Stated problem a.
Copy the records word for word, from the first line of the records through the line holding "column 483, row 66", with both of those lines included.

Reading text.

************

A node.js package to put a Google Spreadsheet onto an Amazon S3 server, plus some other niceties.

Downloads

21

Readme

Turntable

A Node.js module, ideal for a chron, that will download data from a Google Spreadsheet and put select columns on an Amazon S3 bucket. To get your spreadsheet key, do File > Publish to the Web in Google Spreadsheets.

You'll want to create an AWS credentials.json file per these instructions and put it somewhere like ~/.aws/credentials.json and type that path into path in config/aws-info.json.

Tested on Node 0.10.7

Installation

npm install gdoc-to-s3

Usage

See example.js

Features

  • Only uploads the columns you specify in output_schema in the gdoc_info object in case there are fields you use internally that aren't meant for production. For instance, you might have an "Edited by" or "Written by" column that you want to keep in your document but don't need to show publicly.
  • Uploads two copies of your data: 1) the production copy that gets overwritten each time with new data; 2) a timestamped copy that goes into the backups directory. The default directory is backups in the same directory as your output_path. You can set your own backup directory in the aws-info object. With backups, you can easily revert to an old version if necessary.

************

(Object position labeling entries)

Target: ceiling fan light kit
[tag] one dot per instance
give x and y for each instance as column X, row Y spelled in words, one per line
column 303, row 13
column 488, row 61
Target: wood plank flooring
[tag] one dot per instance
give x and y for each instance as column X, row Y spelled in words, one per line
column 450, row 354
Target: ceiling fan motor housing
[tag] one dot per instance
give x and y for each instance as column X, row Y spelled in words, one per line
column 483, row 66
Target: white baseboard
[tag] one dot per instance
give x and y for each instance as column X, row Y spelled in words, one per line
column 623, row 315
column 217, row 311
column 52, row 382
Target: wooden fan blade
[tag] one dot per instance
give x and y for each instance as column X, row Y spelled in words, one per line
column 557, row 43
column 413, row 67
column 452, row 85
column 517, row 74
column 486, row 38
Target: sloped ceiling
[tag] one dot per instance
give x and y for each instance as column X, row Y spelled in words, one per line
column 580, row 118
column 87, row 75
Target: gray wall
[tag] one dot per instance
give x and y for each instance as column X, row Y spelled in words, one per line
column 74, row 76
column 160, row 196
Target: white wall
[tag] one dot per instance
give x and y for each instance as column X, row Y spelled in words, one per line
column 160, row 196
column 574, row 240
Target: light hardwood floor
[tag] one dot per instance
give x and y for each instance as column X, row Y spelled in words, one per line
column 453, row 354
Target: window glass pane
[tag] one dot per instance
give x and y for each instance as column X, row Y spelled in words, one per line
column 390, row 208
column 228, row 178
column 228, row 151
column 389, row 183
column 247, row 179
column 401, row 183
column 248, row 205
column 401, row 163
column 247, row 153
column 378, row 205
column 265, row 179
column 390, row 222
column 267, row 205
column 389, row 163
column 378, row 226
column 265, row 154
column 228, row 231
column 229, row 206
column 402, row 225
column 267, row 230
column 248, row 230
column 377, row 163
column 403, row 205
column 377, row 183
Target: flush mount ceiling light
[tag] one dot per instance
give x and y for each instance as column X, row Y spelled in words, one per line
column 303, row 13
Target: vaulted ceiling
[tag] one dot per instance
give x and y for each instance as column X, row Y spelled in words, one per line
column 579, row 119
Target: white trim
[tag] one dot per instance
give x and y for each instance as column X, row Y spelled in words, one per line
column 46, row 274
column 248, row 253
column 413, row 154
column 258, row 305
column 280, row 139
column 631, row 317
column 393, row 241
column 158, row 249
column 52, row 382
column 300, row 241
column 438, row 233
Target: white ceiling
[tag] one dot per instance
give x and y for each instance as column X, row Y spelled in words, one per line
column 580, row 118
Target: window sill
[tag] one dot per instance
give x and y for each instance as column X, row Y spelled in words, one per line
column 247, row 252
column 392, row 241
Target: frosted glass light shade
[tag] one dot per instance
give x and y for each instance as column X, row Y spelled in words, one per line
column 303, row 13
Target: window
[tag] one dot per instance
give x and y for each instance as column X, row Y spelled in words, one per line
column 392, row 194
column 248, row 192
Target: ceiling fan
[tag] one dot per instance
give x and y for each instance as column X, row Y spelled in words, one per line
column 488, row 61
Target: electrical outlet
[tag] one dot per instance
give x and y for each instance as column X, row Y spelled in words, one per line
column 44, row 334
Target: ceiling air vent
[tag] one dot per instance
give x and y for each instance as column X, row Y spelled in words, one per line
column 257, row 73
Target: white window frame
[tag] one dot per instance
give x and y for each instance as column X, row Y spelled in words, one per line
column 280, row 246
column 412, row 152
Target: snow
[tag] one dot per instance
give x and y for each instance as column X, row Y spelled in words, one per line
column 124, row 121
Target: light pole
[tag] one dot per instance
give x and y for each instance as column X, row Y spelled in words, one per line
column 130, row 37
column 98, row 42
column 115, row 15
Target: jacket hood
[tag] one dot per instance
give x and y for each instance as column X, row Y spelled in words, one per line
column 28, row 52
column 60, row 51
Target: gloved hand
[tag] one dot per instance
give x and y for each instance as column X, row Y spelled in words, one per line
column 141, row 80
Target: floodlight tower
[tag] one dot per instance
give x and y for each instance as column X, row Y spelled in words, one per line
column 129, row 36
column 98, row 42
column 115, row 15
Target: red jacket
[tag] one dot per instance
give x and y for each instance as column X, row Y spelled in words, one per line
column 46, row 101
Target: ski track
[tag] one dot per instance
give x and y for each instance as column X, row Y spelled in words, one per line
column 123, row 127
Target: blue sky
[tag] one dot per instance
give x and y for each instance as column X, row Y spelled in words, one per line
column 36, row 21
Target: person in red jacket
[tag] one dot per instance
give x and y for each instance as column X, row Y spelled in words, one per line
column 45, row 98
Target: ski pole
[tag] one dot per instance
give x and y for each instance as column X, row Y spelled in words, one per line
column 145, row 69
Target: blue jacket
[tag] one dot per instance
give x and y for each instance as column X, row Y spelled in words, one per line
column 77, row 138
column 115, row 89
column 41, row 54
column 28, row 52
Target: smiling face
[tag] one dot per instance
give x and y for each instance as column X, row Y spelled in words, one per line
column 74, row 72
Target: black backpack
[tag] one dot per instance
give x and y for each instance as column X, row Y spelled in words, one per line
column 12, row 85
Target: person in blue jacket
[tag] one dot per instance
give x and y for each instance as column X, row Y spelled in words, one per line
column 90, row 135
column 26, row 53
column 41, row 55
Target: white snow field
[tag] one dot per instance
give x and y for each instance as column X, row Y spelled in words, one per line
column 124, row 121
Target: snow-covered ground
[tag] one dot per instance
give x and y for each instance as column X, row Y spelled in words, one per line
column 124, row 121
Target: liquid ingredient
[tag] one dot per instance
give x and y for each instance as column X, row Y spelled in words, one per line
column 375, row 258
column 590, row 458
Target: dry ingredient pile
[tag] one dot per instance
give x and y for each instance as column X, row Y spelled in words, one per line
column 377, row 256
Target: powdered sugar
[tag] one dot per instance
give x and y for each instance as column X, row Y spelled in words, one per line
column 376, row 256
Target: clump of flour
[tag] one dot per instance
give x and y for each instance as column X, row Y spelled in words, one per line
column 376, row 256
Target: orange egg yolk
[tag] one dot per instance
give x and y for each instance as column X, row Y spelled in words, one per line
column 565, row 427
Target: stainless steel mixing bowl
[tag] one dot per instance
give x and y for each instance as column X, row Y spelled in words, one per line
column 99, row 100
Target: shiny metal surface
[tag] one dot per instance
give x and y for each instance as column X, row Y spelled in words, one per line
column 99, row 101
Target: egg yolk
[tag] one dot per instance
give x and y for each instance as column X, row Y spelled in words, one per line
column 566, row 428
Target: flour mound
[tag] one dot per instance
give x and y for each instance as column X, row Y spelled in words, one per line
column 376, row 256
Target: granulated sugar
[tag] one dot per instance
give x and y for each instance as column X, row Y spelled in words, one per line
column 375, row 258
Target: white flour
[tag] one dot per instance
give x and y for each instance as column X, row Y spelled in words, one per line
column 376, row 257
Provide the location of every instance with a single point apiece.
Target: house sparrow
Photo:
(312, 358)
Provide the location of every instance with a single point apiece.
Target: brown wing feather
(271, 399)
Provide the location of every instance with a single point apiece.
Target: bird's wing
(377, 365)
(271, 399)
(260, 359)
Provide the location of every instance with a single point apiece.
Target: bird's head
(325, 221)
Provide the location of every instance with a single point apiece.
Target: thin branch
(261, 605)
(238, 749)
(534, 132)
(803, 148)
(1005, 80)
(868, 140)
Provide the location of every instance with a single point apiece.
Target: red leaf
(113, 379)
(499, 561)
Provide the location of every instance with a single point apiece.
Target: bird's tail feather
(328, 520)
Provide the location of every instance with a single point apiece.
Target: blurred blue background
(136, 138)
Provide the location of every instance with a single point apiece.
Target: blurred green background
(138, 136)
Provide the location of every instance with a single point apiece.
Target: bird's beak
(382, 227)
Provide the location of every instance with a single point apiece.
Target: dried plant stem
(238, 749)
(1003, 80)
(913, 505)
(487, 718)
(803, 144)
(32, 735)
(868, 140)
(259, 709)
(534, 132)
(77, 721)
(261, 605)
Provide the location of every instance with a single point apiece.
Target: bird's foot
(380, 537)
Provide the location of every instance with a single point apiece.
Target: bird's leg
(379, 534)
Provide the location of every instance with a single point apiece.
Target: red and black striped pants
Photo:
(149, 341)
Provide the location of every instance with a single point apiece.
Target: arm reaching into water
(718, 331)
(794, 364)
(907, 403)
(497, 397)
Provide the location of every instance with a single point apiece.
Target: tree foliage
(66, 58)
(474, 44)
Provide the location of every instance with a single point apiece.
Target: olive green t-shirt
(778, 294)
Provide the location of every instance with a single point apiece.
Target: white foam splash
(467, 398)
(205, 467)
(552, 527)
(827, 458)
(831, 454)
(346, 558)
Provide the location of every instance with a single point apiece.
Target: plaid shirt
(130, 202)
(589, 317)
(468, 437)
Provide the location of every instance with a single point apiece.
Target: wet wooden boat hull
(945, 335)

************

Stated problem b.
Answer these questions about the package readme, one line each:
(i) Which Node version was the module tested on?
(ii) What command installs it?
(iii) Where does the backup copy go by default?

Correct output a.
Target: ceiling fan light kit
[tag] one dot per instance
give x and y for each instance as column X, row Y spelled in words, one per line
column 303, row 13
column 488, row 61
Target: wood plank flooring
[tag] one dot per instance
give x and y for each instance as column X, row Y spelled in words, one per line
column 450, row 354
Target: ceiling fan motor housing
[tag] one dot per instance
give x and y for each instance as column X, row Y spelled in words, one per line
column 483, row 66

Correct output b.
(i) Node 0.10.7
(ii) npm install gdoc-to-s3
(iii) A directory called backups in the same directory as the output_path